_Problem description_
Count the lines in the material below that contain the word "floor". Reply with only that number.

_Material shown_
───

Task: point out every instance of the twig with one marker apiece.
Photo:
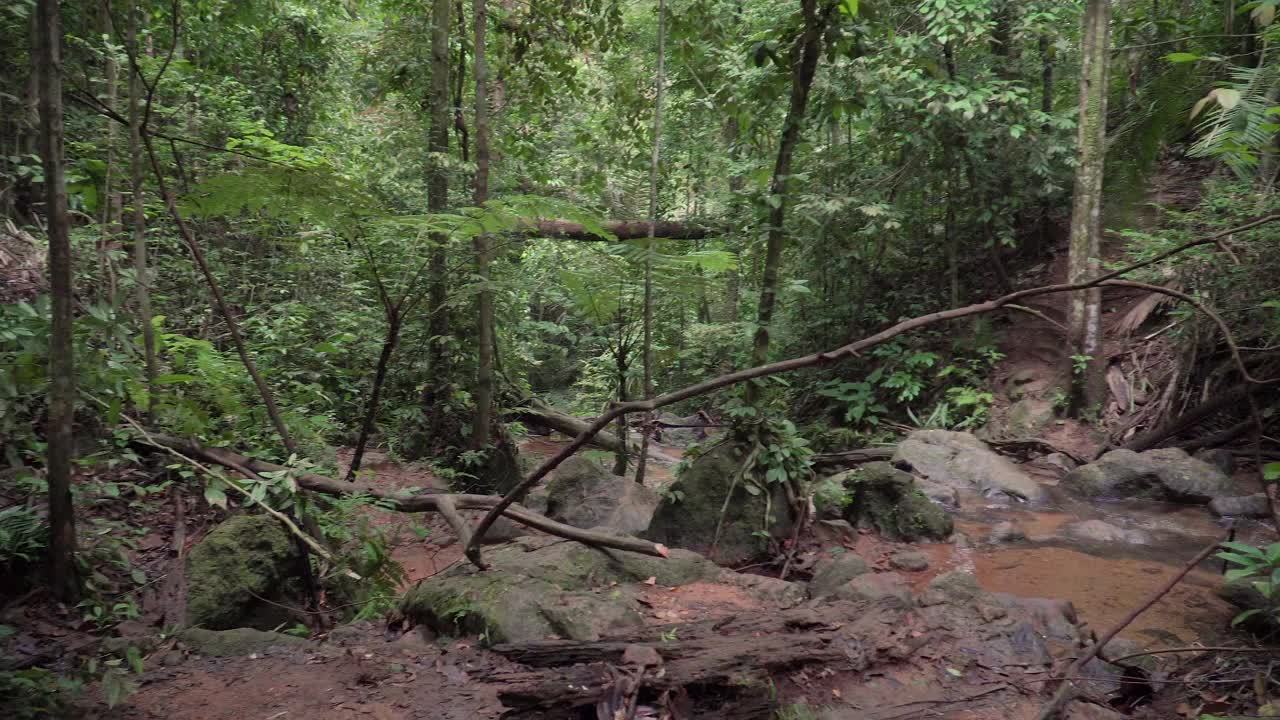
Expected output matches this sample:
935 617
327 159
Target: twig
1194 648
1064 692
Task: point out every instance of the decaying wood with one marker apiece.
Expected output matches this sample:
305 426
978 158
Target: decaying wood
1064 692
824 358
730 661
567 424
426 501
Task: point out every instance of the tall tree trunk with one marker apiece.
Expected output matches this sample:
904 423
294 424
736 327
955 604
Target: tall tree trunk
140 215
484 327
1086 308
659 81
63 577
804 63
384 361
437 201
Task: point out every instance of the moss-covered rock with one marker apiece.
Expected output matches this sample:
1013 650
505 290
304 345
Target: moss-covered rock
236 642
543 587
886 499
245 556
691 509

───

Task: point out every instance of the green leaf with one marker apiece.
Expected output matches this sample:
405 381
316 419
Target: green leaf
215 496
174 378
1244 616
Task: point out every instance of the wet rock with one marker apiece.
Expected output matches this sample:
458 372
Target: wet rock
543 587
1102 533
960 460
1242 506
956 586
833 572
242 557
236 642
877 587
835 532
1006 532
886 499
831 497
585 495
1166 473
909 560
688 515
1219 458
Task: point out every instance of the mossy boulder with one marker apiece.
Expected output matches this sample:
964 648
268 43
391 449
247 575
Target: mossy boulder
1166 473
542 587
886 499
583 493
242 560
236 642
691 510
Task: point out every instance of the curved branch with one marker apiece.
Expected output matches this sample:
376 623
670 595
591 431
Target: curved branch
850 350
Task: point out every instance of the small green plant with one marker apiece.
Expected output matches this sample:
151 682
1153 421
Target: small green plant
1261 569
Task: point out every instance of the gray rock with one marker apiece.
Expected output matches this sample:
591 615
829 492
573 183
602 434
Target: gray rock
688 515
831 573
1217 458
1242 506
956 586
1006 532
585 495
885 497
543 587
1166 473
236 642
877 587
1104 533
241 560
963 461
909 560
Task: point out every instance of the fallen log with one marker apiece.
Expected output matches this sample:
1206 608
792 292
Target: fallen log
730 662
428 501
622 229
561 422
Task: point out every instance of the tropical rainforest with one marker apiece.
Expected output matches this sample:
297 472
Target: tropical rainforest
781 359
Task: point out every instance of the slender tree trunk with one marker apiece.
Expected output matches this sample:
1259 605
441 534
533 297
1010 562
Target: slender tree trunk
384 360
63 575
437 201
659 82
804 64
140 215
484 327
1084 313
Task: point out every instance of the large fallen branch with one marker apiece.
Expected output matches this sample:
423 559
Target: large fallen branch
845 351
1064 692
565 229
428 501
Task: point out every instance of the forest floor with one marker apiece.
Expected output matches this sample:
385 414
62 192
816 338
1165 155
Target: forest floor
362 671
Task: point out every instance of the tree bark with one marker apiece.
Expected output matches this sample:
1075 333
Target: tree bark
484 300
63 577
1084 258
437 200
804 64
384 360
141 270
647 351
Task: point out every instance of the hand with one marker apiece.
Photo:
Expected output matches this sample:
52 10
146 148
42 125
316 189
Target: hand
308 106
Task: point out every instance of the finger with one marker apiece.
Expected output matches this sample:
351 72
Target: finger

───

_Correct response_
2